--- Start of TEXT SEGMENT ---

Mr Smith argued that there was already an environmental strategy within the AG, and therefore there was already a plan in place to incorporate environmental issues within the scope of the AG’s work. There was a concern at the moment about the abuse of the environment, especially at the municipal level, and this was an issue that needed to be taken into consideration.
Mr Kimi Makwethu, Auditor-General: AGSA, replied that the response of the AG would be incorporated in the next scheduled engagement. Mr Smith had been personally tasked to look at environmental matters, including the environmental strategy, as stated in his submission. It was confusing as to why Mr Smith was saying he was coming as a private member, and then continued to discuss issues that had been discussed as a collective within the AG.
The Chairperson asked if Mr Smith was part of the AG’s team.
Mr Makwethu confirmed that Mr Smith was indeed part of the AG’s team.
Submission by Thato Rabanka
Mr Thato Rabanka, as a private member, said his report outlined recommendations on how the Auditor General’s powers could be expanded to ensure issues such as unauthorised, irregular, fruitless and wasteful expenditure were reduced or eliminated. He referred to the definition of terms in the Municipal Finance Management Act booklet:
- “Unauthorised expenditure” meant expenditure that exceeded the budgeted amount or the amount that was not spent in accordance with the intended purpose.
- “Irregular expenditure” meant expenditure spent without complying with applicable legislation.

--- End of TEXT SEGMENT ---
--- Start of MATERIAL ---

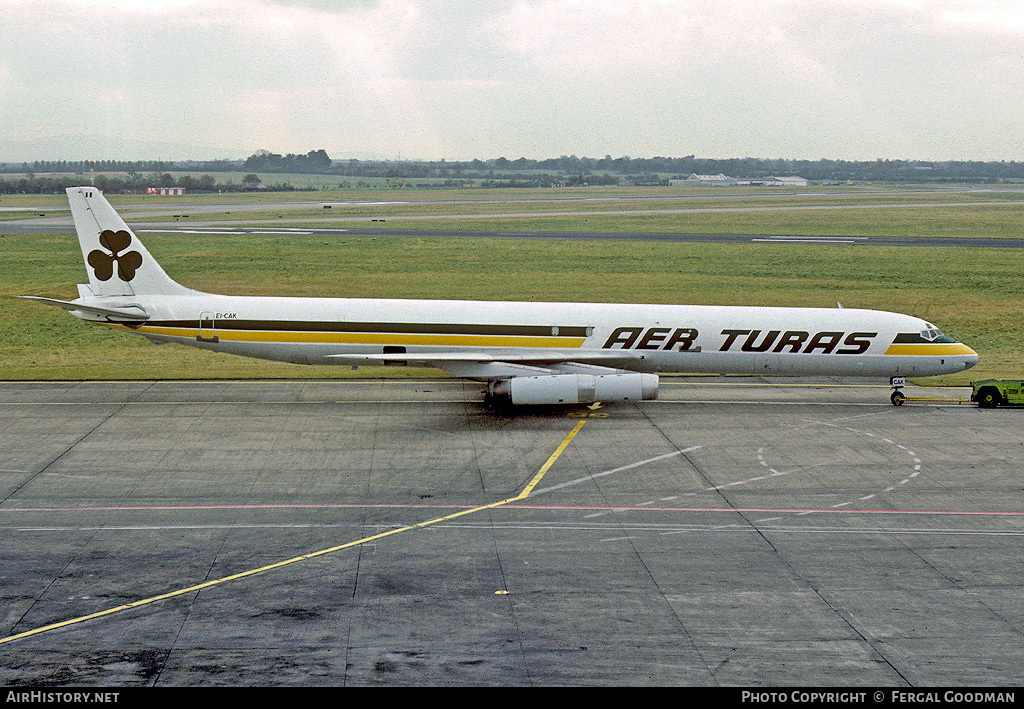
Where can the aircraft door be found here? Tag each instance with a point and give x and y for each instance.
(207, 328)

--- End of MATERIAL ---

EXERCISE: Extend the meeting report on the Auditor-General submissions above, starting right after its definition of irregular expenditure.

OUTPUT OF THE EXERCISE:
- “Fruitless and wasteful expenditure” meant expenditure that was made in vain. and would have been avoided had reasonable care been exercised.
Based on the definitions alone, one could conclude that these expenditures raised questions of legality of transactions, if money was spent without complying with legislation. They also raised questions around the efficiency of government departments or municipalities.
The precedent set in recommendations should apply to all Chapter 9 institutions. The first step would be to clarify what the AG’s recommendations meant, as had been seen in the Supreme Court judgment in the South African Broadcast Corporation (SABC) versus the Democratic Alliance (DA) case. The powers of the Public Protector had been clarified, and the court had found that the Public Protector's remedial actions had legal effect and could not be ignored. Both these institutions were established under Chapter 9 of the South African Constitution. He argued that the decision of the Supreme Court also set a precedent for the AG’s recommendations to be legally binding. How could Chapter 9 institutions ensure good governance if the AG’s recommendations could just be ignored?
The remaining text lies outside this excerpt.